The beauty of recursion and list machinery
There are beautiful patterns inherent in the use of recursion that I've seen in my attempts to reboot my brain with a new, more functionally focused way of thinking about programming.
This post explores one particular pattern that is inherent in how recursion is often expressed in some functional languages, and finishes with the alternative based on what I'm going to call "list machinery" - mechanisms within a language that provide powerful processing abstractions over structures such as lists.
Initial recognition
Erik Meijer, whom I'll mention properly in a moment, uses a phrase:
"If you stare long enough at it ...".
This really appeals to me, because it expresses the act of focus and concentration in a wonderfully casual way. I've stared at this stuff long enough for it to become something tangible, something recognisable, and hopefully there's useful content here for you to stare at too.
Introduction via Haskell
It was my son Joseph that introduced me to the concept that has intrigued me since the first day I saw it. Proficient in many different languages, he was showing me some solutions to Project Euler challenges that he'd written in Haskell. They involved a fascinating approach using pattern matching. Determining the resulting value of something based upon a list of possible matches on the data being processed. It involved expressions involving the symbols x
and xs
. This is very abstract, but it will become more concrete shortly.
C9 Lectures
The next time I encountered this pattern matching technique was in a series of lectures by the inimitable Erik Meijer. These lectures are on functional programming techniques, and the series is called "Programming in Haskell", although the concepts themselves are explained in terms of other languages (C#, LINQ) too. I thoroughly recommend you spend some time enjoying them. One thing that Erik said a lot was "x over xs", which is expressed as x::xs
.
Being somewhat intimidated by the M-word (monad), I have avoided Haskell so far, although my interest in functional programming in other languages (such as in Clojure, and with Ramda in JavaScript) has grown considerably ... I presented at SAP TechEd EMEA and also at UI5con, both in 2016, on functional programming techniques in JavaScript.
Elm
And now, learning elm, I re-encounter these pattern-matching patterns again. I think it's because, at least to my naive mind, elm seems to reflect a lot of concepts from Haskell (and from Clojure, for that matter). The patterns are expressed nicely in an online book "Learn You an Elm"; the book is very much a work-in-progress but definitely worth a read even at this early stage.
The examples in this post will be in elm.

Information shown:

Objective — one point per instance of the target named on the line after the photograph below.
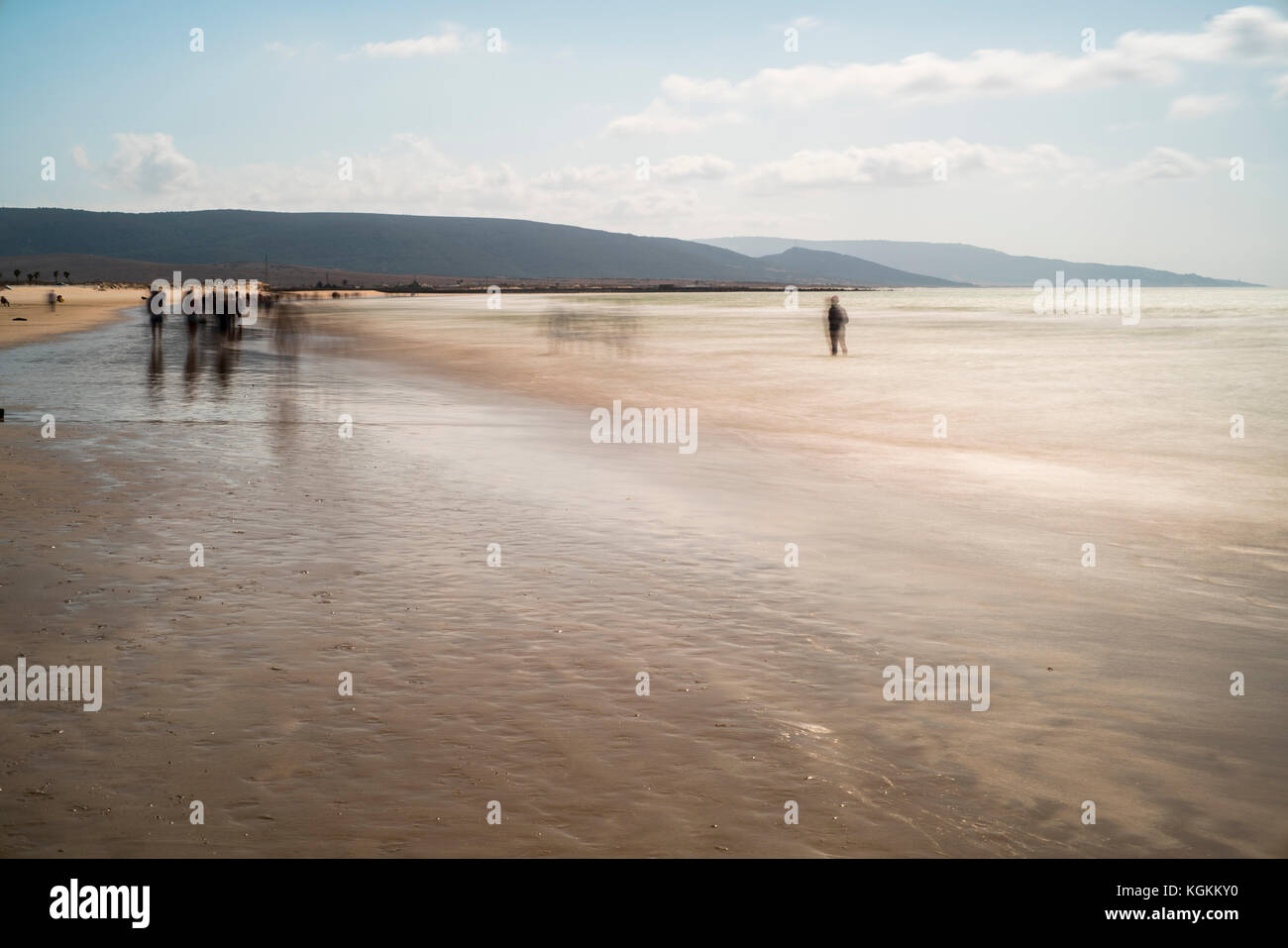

Task:
Extend the post on recursion and list machinery, picking up right after its last sentence. The material plays no part in what follows.

Exercise result:
Subsequent understanding
It turns out that the wonderfully succinct expression x::xs
represents one of the core concepts in functional programming. A list can be seen in two parts - the head, and the tail. The first element, and the rest of the elements. So x
represents the head of a list, and xs
represents the tail. And the ::
? That represents the concept of "cons", which has its own page on Wikipedia but I'm going to call "prepend" for brevity.
No loops
One thing to bear in mind from the outset is that in functional programming, there are no loops. Not as you or I might understand them, at least. But if you think of a list of items that you want to process "in a loop", the concept of "x over xs" is what you need.
If you want to transform a list, by applying some function to [each element in] that list, here's how it goes, using that concept. Remembering that functional programming is less about describing the 'how', and more about stating the 'what', we can say that the new list is the result of the function applied to the head of the list (an individual element), combined with the result of the function applied to the tail of the list (a smaller list).
And the function applied to the tail of the list is the result of the function applied to the head of that list, combined with the function applied to the tail of that same list.
And so it goes on, until there are no more elements in the (ever decreasing) tail to which the function must be applied.
The function is called recursively in this fashion.
Here's an example. If we have a list [1,2,3,4,5]
and want to compute the sum of all the elements in that list (15), this is what the pattern matching approach looks like.
sum : List number -> number
sum list =
case list of
[] -> 0
(x::xs) -> x + sum xs
Calling the function on the list gives us what we're looking for:
sum [1,2,3,4,5]
--> 15
Let's extract the core pattern matching approach here, in the case
expression:
[]
matches an empty list. To be useful (ie not go on forever), recursion needs a base case. This is the base case.(x::xs)
is a pattern that matches two parts - the head and the tail of the list. If the earlier[]
didn't match, then we're going to have at least one element, matched intox
, and any further elements, if they exist, are matched intoxs
.
(For those of you who, like me, are not steeped in strongly typed languages, the question "what happens if we don't pass a list at all, just, say, a string?" doesn't even come up, as the elm compiler won't allow that to happen.)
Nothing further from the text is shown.